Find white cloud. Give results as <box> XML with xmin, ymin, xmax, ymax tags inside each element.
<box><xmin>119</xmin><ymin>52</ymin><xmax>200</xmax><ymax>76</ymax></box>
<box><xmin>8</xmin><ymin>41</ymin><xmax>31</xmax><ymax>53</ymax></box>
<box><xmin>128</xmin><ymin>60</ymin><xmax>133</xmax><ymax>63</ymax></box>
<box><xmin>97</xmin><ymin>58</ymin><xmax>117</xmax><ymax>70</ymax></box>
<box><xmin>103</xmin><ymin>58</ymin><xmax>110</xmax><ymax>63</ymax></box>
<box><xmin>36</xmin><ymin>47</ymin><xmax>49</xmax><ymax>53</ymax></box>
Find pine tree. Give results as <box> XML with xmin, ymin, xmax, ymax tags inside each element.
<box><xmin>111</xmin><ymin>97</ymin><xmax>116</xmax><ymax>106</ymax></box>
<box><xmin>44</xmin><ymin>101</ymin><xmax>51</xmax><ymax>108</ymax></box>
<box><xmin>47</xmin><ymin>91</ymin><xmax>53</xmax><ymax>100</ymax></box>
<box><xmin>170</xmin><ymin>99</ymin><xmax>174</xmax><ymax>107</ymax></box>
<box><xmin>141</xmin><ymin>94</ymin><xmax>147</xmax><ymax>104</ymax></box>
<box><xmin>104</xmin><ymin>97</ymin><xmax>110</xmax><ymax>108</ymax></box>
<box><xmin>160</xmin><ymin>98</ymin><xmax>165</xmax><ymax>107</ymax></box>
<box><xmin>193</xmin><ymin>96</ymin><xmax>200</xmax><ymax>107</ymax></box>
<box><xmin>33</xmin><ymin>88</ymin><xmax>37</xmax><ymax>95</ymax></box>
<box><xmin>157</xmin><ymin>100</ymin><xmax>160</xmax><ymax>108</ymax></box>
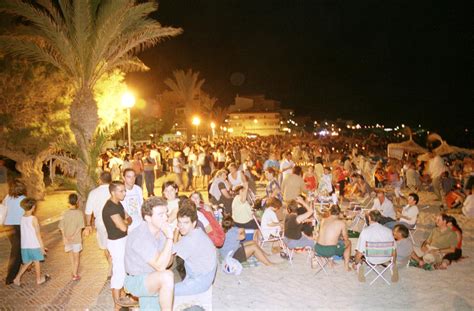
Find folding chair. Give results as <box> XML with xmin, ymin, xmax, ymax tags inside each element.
<box><xmin>252</xmin><ymin>214</ymin><xmax>288</xmax><ymax>253</ymax></box>
<box><xmin>347</xmin><ymin>197</ymin><xmax>374</xmax><ymax>231</ymax></box>
<box><xmin>363</xmin><ymin>241</ymin><xmax>395</xmax><ymax>285</ymax></box>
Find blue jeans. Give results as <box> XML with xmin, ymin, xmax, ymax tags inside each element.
<box><xmin>144</xmin><ymin>170</ymin><xmax>155</xmax><ymax>196</ymax></box>
<box><xmin>175</xmin><ymin>264</ymin><xmax>216</xmax><ymax>296</ymax></box>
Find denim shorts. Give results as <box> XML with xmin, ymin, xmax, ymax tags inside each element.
<box><xmin>21</xmin><ymin>248</ymin><xmax>44</xmax><ymax>264</ymax></box>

§ **What to work on**
Starting from the line containing "Find denim shorts.", repeat each line through the end of the entries, exactly.

§ **Answer box**
Find denim shorts. Give results as <box> XML with xmin, ymin, xmax, ymax tags inside each element.
<box><xmin>21</xmin><ymin>248</ymin><xmax>44</xmax><ymax>264</ymax></box>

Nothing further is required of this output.